━━━━━ Page text
Somehow the conversation somersaulted. He told me I was not allowed to eat the potato that came with my meal. When I refused to relinquish control over my dining fare, his metal fork resoundingly tapped my plate. Ting. Ting. Ting. He noticed a 42 year old man’s change in expression and he backtracked to a position of concern about my weight gain.
“You are starting to look like a baro.”
I figured that to be Italian for “middle aged guy fallen from caloric grace” but I didn’t press for further explanation. Consider me enlightened. Through further name calling, I realized he was mispronouncing the English word “barrel.” Upon learning that I was categorized as well-rounded did not make me feel any better. My fork stabbed the chive potato with newfound reckless abandon. Hey, let’s roll out the baro and have a barrel of fun. But there was no infectious laughter because he proceeded to tell me how many slices of Italian bread I could have. I dismissed the indiscretion as small potatoes. So I ate double the allotment of bread that he rationed out for me. I hate to break bread but I felt it necessary. After he ordered us another one of his appetizers, he told me we would be skipping dessert. I can take a hint. Waist not, want not.
He asked me about my relationship with my wife. He prefers to go back to the genesis of relationships so this I did. After I reminded him I first met my wife on the job, he reminded me that he never would eat and shit in the same place. I have to believe him since he did not use the bathroom the whole time we were in the restaurant. He also told me he would never have a wife who worked out of the home. He told me a lot of things that only applied to the Old World. The conversation digressed when out of nowhere, he told me he hated the theatre of my creative answering machine messages at home. Apparently, my entire home life was repugnant to him. He demanded a return to a more puritan recording the next time he called a few months from now. He stipulated this while throwing back succulent mussels in red gravy. But it wasn’t all gravy because our conversation inevitably returns to relationships. His frenetic hands seemed possessed telling me that women destroy men’s lives. He then went on a rant about all the women who had ruined his life.
━━━━━━━━━━
━━━━━ Data section
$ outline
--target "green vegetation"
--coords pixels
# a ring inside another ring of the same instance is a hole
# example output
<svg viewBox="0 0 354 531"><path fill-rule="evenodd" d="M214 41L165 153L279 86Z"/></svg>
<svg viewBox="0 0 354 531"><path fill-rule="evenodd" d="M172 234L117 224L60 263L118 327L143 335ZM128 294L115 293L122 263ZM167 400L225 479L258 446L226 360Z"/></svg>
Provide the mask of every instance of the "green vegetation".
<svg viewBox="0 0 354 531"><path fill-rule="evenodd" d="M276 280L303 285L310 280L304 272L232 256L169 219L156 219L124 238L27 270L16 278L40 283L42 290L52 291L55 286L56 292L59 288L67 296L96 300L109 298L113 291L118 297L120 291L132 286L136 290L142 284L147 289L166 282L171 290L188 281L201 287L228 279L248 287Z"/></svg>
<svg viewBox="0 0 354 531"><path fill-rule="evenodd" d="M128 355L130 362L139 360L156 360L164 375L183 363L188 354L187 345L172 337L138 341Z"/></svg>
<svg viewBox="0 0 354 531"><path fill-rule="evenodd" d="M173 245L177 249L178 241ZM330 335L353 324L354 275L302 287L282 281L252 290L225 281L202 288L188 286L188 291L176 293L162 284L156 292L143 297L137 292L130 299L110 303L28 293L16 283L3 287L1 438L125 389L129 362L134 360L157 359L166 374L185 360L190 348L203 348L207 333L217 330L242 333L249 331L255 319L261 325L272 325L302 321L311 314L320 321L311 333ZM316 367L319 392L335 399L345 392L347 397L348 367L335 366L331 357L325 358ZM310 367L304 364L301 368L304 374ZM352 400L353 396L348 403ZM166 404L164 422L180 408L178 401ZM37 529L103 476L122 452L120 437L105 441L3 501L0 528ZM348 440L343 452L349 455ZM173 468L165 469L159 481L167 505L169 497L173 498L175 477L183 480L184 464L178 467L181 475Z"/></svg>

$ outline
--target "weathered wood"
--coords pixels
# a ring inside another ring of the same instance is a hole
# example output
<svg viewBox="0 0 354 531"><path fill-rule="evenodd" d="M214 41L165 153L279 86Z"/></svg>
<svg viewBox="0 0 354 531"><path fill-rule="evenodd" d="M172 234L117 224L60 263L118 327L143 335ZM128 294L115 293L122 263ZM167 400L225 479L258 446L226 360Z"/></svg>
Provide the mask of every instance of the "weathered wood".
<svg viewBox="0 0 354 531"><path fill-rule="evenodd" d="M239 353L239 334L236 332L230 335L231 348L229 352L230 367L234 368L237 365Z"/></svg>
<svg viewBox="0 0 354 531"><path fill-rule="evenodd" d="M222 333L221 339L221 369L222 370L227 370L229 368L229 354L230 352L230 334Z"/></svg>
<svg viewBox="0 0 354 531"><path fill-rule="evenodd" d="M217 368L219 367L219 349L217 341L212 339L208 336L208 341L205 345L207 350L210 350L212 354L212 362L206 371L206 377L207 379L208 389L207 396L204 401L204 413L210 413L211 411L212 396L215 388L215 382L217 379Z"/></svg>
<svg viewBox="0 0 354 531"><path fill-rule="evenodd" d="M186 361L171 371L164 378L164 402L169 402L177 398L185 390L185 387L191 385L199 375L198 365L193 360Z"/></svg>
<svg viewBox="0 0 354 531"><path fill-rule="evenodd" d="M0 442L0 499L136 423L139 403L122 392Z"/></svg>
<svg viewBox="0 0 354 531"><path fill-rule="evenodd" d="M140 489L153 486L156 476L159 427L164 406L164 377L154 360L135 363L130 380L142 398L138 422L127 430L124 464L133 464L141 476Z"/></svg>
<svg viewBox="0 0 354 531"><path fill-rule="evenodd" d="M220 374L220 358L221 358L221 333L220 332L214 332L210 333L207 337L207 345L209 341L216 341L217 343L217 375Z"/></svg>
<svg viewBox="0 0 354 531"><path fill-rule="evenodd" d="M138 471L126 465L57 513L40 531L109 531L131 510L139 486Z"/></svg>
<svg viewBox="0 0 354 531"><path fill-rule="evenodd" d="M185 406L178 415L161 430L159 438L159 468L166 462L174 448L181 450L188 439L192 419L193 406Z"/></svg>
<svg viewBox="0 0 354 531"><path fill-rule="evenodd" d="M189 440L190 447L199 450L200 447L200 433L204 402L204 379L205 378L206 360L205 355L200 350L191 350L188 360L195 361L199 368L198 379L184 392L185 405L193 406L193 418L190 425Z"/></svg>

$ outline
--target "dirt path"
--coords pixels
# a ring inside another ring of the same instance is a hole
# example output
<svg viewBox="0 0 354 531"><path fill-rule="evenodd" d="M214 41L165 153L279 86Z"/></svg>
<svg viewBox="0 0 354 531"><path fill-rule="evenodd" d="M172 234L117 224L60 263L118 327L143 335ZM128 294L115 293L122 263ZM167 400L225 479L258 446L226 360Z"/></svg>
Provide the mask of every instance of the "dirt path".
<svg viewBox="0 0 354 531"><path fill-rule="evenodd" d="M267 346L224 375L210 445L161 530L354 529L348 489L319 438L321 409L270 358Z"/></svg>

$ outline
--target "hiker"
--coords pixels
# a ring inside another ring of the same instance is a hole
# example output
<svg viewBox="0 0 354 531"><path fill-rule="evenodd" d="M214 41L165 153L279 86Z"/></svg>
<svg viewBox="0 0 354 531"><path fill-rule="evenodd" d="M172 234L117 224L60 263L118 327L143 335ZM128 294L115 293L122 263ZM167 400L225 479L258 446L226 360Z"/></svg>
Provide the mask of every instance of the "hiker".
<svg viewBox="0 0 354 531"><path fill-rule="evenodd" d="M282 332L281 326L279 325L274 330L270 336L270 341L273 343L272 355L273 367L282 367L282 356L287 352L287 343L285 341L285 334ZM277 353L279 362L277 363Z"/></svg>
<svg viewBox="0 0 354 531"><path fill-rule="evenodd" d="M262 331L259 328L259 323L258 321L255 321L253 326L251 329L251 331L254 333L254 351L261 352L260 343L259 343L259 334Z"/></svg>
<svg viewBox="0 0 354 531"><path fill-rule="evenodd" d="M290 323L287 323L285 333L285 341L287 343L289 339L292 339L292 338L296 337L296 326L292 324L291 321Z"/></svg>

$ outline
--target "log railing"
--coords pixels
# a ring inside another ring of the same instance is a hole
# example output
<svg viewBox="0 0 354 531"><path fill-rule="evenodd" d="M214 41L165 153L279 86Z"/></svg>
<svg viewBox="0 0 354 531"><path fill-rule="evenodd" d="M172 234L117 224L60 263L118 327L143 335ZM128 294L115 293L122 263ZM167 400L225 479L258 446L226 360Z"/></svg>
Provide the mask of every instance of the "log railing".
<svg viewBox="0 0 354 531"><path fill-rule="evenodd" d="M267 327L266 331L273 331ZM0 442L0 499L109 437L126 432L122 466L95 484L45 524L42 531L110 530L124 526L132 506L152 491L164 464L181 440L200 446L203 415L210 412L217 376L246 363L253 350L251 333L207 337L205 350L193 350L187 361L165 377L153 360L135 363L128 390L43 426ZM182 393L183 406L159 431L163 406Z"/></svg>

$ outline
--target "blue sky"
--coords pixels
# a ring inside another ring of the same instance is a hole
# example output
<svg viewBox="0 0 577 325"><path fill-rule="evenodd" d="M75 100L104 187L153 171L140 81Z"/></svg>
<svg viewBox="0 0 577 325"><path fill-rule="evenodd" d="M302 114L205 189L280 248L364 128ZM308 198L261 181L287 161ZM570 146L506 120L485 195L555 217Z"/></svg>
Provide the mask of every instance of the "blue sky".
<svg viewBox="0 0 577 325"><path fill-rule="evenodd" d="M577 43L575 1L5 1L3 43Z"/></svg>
━━━━━━━━━━
- _What you will do_
Please answer from the dinner story: which English word was the man mispronouncing when he said "baro"?

- _Answer box_
Barrel.